- Task objective:
Output, without any changes, the part of the data that opens with its first line and closes with the line containing "104], [292, 137]]", including both of those lines.

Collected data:
★ ★ ★ ★

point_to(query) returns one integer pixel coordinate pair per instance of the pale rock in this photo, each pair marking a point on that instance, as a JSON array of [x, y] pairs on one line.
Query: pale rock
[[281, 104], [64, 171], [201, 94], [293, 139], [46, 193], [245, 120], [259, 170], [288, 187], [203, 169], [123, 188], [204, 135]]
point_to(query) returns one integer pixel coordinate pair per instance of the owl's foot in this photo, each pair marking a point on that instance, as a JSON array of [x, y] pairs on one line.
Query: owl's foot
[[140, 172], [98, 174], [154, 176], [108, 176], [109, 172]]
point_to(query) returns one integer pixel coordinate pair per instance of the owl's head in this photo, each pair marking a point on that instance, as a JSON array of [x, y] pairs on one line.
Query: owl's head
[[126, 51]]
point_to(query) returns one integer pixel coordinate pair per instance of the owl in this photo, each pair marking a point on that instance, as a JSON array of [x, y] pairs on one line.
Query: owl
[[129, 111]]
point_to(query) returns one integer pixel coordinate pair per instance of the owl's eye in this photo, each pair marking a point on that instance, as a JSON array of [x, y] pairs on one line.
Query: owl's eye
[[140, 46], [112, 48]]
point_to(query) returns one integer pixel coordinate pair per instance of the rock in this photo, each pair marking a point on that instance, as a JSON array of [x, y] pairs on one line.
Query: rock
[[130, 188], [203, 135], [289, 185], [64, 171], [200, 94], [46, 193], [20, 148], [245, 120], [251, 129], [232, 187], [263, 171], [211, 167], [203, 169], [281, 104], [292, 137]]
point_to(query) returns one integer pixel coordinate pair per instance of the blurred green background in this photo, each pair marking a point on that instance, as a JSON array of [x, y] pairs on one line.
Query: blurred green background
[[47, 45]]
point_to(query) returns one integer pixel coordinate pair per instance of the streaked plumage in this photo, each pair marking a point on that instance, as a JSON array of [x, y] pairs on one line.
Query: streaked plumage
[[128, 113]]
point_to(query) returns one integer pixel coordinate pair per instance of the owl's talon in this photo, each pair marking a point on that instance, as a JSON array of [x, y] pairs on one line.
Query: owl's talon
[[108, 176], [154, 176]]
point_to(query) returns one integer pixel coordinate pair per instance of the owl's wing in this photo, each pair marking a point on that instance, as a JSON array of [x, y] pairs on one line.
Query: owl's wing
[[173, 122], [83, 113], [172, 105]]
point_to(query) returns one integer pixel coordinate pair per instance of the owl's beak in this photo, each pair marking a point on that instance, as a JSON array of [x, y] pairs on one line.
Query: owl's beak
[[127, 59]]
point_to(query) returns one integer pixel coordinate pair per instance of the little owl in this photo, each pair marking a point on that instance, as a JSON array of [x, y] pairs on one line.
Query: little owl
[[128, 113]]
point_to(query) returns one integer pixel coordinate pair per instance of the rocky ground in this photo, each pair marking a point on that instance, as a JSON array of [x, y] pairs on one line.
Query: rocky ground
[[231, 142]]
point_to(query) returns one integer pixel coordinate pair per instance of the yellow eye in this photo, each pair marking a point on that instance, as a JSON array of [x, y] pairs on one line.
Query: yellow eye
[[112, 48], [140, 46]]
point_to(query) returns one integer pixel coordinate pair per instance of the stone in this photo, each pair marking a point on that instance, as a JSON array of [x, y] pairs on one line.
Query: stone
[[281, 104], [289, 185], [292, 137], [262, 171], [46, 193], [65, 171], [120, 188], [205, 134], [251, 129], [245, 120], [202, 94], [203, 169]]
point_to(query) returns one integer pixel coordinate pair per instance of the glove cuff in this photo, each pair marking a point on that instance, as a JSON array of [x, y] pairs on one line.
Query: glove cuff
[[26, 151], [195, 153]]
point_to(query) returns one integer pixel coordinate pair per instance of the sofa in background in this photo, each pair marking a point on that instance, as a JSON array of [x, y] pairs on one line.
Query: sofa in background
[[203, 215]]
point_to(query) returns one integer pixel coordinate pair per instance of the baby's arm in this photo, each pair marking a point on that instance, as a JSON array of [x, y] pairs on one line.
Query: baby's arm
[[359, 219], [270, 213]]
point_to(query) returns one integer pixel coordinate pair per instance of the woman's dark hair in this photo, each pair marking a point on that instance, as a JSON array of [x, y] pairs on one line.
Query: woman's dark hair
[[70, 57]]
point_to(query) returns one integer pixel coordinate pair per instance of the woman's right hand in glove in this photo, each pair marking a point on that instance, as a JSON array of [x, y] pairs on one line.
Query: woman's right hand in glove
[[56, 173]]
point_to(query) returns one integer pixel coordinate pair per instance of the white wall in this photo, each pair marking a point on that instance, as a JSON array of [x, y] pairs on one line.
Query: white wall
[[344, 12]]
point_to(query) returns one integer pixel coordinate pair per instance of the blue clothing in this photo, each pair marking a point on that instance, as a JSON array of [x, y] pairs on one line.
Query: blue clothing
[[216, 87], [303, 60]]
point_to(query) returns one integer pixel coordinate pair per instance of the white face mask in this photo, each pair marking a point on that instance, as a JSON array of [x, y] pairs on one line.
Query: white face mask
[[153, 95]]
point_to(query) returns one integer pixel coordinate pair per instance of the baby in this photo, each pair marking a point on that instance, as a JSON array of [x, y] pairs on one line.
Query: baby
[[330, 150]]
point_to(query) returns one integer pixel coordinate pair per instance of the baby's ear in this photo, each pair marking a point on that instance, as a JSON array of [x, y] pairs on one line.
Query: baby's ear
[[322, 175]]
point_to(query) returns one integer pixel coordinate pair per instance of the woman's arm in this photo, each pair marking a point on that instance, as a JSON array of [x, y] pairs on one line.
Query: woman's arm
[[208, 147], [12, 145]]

★ ★ ★ ★

- Solution to the problem:
point_to(query) returns one integer pixel coordinate pair per instance of the pale rock in this photo, each pair marking a point on that instance, as a JSON array of [x, y] pairs on one line.
Query: pale rock
[[281, 104], [64, 171], [201, 94], [293, 139], [46, 193], [245, 120], [259, 170], [288, 187], [203, 169], [123, 188], [204, 135]]
point_to(query) returns one integer pixel coordinate pair per instance of the owl's foot in this photo, each pair marking a point on that instance, as a JSON array of [x, y] pairs on one line.
Query: owl's foot
[[140, 172], [98, 174], [154, 176], [108, 176], [109, 172]]
point_to(query) returns one integer pixel coordinate pair per instance of the owl's head in this photo, each pair marking a point on that instance, as a JSON array of [x, y] pairs on one line.
Query: owl's head
[[126, 51]]
point_to(query) returns one integer pixel coordinate pair per instance of the owl in this photo, each pair marking a point on that instance, as a JSON array of [x, y] pairs on one line.
Query: owl
[[129, 111]]
point_to(query) returns one integer pixel coordinate pair per instance of the owl's eye in this photo, each pair marking a point on that instance, as a JSON array of [x, y] pairs on one line.
Query: owl's eye
[[140, 46], [112, 48]]
point_to(query) returns one integer pixel coordinate pair per instance of the rock in this photo, each pair marking a point on that instance, as a JSON array of [x, y] pairs on one line.
Query: rock
[[130, 188], [203, 135], [289, 185], [64, 171], [200, 94], [46, 193], [20, 148], [245, 120], [251, 129], [232, 187], [263, 171], [211, 167], [203, 169], [281, 104], [292, 137]]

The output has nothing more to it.